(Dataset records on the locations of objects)
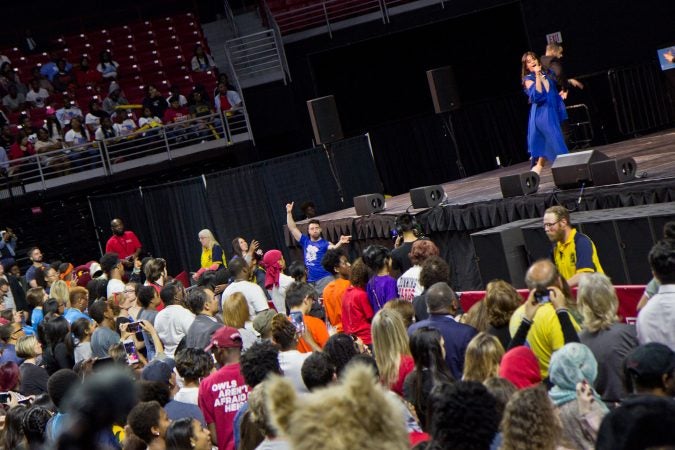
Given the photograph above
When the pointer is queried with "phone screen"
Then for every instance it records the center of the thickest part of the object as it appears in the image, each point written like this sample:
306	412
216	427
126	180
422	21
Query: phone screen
134	327
296	319
542	296
132	354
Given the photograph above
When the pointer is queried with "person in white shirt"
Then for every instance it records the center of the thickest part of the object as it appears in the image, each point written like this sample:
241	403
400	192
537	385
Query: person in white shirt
173	322
656	321
37	96
255	297
192	364
285	336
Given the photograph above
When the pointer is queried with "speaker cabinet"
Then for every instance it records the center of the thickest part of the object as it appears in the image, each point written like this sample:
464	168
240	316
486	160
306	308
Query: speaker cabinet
444	92
519	184
368	204
613	171
501	253
427	196
325	120
572	169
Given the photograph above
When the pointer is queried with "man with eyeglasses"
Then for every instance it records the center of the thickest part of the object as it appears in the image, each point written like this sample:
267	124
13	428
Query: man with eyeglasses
573	253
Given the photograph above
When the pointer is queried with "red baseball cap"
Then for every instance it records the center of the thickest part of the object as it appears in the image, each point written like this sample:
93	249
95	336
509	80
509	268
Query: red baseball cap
225	337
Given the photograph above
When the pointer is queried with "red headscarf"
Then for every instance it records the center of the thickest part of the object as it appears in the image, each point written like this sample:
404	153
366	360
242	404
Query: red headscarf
272	268
520	367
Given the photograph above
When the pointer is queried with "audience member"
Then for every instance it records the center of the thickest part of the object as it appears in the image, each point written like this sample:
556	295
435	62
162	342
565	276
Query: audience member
276	281
204	306
104	335
530	422
408	284
391	349
520	366
223	393
255	297
655	321
381	287
407	232
573	372
174	321
609	340
236	315
573	253
357	313
434	270
501	301
299	298
482	358
313	422
549	323
442	306
427	348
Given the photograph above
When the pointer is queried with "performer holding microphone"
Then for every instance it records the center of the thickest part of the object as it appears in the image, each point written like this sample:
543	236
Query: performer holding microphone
544	136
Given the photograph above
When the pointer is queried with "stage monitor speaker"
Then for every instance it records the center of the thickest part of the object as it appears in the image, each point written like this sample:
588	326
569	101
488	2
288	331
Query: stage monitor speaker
520	184
368	204
443	87
427	196
500	253
613	171
325	120
572	169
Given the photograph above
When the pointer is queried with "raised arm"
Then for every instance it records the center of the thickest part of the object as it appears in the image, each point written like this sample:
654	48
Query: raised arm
292	227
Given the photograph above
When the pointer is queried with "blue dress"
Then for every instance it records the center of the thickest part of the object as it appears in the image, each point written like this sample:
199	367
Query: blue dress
547	110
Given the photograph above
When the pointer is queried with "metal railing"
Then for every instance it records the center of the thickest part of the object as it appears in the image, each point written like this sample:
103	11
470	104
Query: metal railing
257	55
640	99
147	145
229	15
327	13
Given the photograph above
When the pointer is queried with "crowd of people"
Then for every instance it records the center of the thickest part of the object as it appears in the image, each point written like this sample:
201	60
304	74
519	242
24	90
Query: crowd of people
57	116
371	353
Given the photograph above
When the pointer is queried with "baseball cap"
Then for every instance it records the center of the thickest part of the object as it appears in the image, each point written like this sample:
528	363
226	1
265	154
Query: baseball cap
158	370
262	322
651	359
95	270
225	337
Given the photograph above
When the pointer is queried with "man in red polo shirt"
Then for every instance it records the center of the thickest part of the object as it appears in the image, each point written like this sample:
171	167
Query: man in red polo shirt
224	392
124	243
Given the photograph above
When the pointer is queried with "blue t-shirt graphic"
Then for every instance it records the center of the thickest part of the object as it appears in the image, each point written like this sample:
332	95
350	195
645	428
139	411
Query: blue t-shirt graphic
314	251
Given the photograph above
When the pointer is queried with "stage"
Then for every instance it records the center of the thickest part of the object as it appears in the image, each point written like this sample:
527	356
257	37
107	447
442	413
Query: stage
475	203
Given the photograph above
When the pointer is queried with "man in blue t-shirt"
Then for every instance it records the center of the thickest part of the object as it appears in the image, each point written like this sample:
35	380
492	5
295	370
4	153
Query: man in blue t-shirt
313	247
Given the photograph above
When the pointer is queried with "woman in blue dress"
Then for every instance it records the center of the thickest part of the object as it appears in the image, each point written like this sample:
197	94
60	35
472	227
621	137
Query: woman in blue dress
544	137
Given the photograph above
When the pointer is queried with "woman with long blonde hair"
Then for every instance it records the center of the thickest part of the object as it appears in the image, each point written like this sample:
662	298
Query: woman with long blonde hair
212	252
392	349
236	315
61	293
482	358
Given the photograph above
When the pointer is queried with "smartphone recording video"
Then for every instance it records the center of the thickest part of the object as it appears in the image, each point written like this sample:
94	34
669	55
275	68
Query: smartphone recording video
132	354
296	319
542	296
134	327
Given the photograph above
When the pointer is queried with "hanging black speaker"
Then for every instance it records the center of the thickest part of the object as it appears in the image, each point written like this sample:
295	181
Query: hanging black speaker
520	184
325	119
444	92
368	204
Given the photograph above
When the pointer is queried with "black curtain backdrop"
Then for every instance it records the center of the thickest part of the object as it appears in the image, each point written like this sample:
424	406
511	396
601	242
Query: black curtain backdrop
419	151
127	206
176	213
248	201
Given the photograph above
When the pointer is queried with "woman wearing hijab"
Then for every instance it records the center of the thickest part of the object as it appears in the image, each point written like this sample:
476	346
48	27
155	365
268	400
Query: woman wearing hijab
276	281
573	371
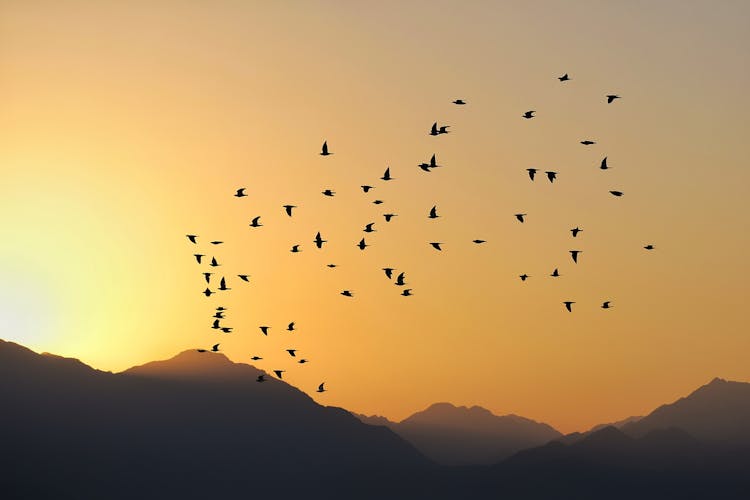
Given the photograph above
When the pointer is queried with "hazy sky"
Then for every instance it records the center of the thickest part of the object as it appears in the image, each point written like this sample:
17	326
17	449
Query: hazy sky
126	125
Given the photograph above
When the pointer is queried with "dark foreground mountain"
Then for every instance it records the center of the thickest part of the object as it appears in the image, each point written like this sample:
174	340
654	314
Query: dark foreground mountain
457	435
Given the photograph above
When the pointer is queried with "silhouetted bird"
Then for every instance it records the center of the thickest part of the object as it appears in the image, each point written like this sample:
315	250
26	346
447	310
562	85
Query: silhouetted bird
319	240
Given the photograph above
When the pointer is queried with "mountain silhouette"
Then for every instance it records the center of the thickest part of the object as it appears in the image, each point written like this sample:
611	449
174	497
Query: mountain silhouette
458	435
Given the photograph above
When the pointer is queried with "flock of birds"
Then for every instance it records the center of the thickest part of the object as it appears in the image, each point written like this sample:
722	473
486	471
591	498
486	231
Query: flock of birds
400	281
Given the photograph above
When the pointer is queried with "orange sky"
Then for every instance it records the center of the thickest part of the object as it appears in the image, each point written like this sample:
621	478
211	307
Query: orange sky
124	126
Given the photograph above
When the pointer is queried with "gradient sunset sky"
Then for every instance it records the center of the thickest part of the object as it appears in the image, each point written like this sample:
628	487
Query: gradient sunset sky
126	125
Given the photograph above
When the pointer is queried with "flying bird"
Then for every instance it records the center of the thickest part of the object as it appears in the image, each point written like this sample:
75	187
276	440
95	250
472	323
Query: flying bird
319	240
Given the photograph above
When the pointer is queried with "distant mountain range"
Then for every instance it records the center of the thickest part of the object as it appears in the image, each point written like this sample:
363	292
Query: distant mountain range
200	426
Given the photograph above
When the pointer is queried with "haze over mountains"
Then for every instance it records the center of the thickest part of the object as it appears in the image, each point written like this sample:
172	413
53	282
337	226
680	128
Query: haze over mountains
198	426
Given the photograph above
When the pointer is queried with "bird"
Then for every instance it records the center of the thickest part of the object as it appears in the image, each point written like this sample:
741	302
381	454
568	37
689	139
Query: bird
223	284
319	240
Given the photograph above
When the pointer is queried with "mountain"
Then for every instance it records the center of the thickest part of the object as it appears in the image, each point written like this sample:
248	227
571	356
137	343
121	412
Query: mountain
718	412
194	426
458	435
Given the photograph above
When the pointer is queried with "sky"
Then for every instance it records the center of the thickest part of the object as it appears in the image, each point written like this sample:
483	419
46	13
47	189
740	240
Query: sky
126	126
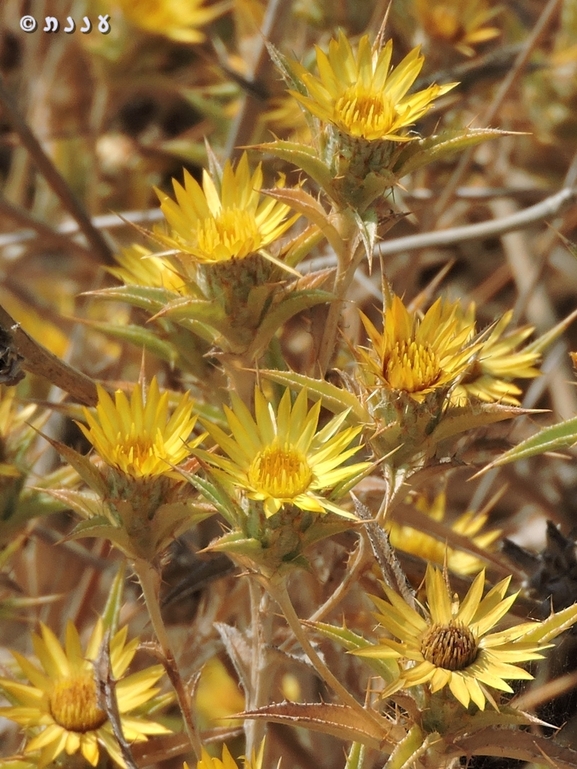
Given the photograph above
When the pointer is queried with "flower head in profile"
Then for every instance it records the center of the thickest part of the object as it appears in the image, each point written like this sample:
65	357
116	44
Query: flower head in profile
361	94
419	542
418	355
460	23
61	704
498	362
279	457
452	645
137	436
228	762
217	226
171	18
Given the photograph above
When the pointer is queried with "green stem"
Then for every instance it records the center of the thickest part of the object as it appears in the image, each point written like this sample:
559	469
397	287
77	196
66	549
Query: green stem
345	272
260	680
149	579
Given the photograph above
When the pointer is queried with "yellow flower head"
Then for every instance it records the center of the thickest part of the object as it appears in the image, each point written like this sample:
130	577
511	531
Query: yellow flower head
171	18
61	701
452	646
424	545
234	224
417	355
362	95
498	361
279	458
228	762
137	436
461	23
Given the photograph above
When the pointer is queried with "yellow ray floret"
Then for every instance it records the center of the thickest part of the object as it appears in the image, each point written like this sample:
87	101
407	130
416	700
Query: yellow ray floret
232	224
228	762
279	457
424	545
362	95
137	436
452	646
499	360
61	701
418	355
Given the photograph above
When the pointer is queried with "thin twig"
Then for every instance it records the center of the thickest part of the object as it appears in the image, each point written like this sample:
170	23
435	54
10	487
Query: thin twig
551	206
49	236
102	222
495	106
281	596
250	106
56	181
36	359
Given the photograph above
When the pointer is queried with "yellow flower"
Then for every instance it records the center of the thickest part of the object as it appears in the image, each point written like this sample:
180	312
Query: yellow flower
228	762
61	702
362	95
217	227
460	23
419	542
171	18
141	267
417	355
137	437
497	362
279	458
452	646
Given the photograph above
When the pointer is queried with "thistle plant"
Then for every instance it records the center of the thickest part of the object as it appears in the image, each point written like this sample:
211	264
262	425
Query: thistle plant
285	483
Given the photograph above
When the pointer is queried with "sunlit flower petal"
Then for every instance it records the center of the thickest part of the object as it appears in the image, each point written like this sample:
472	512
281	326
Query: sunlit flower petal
454	647
359	93
136	436
66	703
234	224
279	457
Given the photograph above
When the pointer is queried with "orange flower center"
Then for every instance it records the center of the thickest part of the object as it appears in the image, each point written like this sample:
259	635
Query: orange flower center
361	111
234	230
452	646
73	704
411	366
280	472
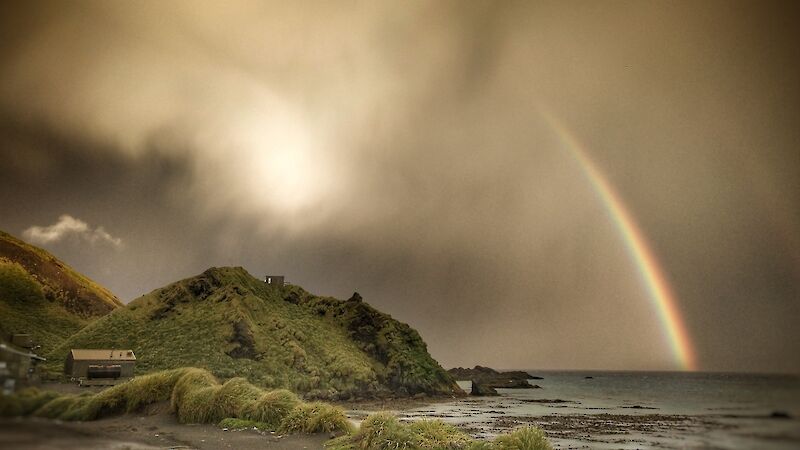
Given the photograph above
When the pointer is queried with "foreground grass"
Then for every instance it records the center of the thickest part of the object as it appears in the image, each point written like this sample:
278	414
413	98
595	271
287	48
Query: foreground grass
195	396
383	431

▶ _Problem to work on_: Count the lines in the records above that contain the word "blue", matching case exactly, and give only that number.

▶ _Output for this task_: 8